[WRITTEN REQUEST]: Gather every line of the records below that contains the word "cathedral", and copy each of those lines in full.

┌─ MATERIAL SHOWN

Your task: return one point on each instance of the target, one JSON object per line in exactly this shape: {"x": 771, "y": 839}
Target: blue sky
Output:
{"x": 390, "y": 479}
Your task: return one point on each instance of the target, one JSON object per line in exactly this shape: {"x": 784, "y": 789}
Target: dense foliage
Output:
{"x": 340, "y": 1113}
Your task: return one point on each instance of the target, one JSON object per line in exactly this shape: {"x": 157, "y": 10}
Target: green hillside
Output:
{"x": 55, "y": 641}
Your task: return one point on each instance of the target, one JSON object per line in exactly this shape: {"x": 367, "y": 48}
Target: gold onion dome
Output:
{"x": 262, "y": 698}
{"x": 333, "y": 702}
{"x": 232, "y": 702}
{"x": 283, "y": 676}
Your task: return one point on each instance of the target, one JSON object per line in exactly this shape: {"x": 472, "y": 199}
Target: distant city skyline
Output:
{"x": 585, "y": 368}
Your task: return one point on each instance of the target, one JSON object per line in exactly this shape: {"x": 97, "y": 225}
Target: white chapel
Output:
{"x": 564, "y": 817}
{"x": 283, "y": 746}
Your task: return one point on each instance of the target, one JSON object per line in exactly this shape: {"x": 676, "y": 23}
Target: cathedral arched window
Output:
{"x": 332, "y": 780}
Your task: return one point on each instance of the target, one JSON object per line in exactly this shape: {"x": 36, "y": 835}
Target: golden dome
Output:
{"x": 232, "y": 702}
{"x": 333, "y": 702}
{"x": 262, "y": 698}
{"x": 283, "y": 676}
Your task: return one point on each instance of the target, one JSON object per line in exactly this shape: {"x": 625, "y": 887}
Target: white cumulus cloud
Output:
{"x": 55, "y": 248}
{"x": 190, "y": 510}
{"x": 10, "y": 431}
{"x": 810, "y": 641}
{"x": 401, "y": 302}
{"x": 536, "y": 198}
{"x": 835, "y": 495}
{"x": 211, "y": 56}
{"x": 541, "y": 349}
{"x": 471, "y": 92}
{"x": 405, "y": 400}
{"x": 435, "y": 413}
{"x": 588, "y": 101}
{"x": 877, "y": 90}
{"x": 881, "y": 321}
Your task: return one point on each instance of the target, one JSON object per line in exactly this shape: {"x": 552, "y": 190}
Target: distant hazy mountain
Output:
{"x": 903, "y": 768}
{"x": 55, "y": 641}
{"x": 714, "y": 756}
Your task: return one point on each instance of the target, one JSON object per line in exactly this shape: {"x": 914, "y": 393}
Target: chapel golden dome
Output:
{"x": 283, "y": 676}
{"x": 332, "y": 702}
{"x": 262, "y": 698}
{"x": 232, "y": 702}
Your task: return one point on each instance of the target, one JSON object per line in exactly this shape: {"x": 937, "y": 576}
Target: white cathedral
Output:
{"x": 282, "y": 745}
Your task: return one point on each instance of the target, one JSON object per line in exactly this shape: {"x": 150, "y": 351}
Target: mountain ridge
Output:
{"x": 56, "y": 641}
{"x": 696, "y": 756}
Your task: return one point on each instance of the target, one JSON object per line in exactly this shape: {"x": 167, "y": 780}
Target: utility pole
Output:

└─
┌─ MATERIAL SHOWN

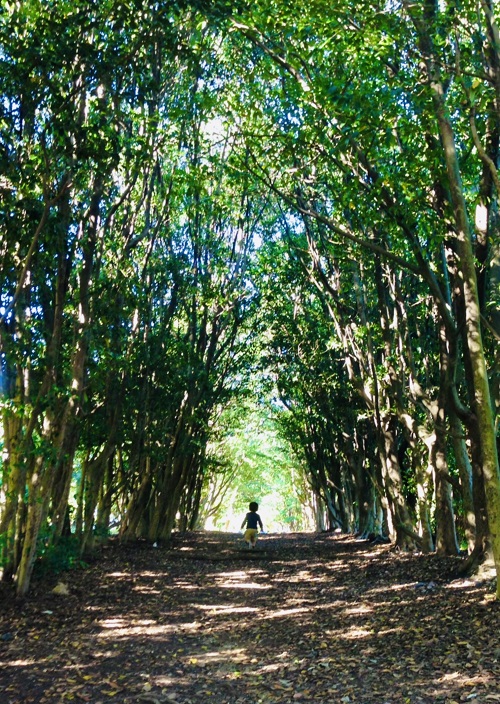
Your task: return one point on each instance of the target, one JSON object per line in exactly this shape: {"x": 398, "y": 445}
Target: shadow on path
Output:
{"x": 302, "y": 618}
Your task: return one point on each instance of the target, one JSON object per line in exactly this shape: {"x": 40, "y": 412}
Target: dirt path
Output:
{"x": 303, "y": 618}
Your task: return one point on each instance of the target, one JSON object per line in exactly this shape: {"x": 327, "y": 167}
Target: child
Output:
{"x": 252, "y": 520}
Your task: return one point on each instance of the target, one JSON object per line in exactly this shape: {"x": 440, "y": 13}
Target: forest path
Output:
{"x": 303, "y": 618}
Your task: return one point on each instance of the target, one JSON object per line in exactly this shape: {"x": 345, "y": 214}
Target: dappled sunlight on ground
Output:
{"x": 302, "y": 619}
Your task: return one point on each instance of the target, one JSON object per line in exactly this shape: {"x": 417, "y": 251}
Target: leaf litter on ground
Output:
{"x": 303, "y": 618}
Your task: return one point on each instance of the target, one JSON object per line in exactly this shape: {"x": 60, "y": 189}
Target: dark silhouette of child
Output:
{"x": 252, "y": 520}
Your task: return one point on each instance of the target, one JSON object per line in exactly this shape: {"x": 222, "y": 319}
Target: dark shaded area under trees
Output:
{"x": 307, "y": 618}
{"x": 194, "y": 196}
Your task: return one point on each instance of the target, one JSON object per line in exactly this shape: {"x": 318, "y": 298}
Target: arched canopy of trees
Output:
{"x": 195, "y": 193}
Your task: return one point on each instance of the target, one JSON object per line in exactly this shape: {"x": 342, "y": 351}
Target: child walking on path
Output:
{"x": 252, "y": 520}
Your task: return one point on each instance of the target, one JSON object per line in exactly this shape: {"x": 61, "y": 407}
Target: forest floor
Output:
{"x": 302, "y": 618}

└─
┌─ MATERIAL SHOWN

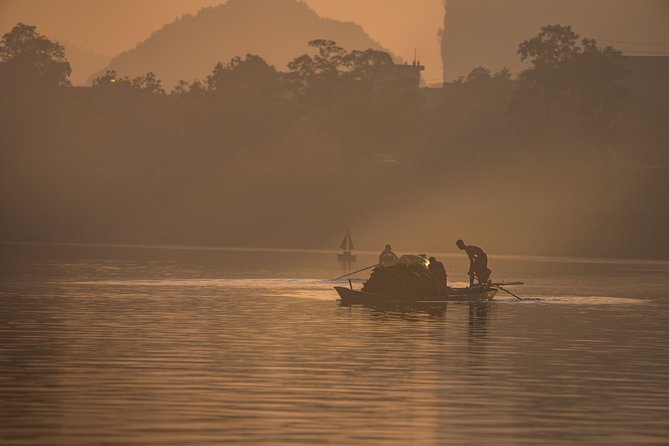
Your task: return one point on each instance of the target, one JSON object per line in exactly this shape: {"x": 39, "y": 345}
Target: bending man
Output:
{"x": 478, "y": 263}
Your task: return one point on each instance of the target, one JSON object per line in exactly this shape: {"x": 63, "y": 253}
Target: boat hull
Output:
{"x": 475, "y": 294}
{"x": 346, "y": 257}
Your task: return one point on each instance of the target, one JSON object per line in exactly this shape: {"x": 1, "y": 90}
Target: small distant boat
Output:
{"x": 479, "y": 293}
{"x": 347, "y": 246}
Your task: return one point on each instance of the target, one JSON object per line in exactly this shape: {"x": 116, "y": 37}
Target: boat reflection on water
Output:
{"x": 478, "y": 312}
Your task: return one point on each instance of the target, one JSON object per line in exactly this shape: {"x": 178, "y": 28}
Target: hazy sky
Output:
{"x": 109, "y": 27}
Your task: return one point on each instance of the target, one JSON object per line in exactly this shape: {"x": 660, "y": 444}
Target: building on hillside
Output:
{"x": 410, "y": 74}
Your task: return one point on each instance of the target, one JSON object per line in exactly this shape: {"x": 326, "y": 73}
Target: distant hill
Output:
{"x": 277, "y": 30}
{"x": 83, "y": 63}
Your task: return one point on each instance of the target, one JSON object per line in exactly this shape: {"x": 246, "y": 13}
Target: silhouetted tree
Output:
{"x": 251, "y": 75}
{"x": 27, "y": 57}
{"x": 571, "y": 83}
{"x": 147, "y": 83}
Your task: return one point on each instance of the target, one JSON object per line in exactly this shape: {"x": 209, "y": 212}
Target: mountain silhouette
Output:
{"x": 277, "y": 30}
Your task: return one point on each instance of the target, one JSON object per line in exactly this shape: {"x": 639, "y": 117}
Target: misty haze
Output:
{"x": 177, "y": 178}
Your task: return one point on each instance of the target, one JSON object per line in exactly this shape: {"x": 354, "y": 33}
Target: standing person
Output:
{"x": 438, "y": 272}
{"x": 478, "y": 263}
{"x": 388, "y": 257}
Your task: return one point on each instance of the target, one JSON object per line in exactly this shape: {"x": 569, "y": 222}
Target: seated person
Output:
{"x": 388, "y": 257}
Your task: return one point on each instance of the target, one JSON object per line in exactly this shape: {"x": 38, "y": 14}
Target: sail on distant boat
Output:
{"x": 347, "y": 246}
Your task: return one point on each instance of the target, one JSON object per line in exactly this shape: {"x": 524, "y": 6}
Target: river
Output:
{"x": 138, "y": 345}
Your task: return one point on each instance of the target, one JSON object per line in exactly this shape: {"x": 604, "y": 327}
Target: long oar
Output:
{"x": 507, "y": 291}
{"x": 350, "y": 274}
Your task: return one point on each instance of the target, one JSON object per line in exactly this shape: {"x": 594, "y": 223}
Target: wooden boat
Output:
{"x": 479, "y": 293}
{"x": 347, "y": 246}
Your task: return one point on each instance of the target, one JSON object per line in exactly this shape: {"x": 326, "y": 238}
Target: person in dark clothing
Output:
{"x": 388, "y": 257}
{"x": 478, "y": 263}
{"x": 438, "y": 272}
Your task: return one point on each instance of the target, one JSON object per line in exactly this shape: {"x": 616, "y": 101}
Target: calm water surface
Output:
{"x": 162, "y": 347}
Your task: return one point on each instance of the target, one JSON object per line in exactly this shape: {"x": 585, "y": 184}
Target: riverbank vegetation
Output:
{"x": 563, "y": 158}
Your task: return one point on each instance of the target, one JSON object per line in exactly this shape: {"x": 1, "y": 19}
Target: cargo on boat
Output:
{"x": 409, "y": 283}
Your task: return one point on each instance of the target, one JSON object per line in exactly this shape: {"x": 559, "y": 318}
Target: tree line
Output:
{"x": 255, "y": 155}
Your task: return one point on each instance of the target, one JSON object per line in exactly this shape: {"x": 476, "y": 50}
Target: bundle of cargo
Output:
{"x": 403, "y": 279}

└─

[SOLUTION FOR THIS TASK]:
Target: cathedral arched window
Target: white cathedral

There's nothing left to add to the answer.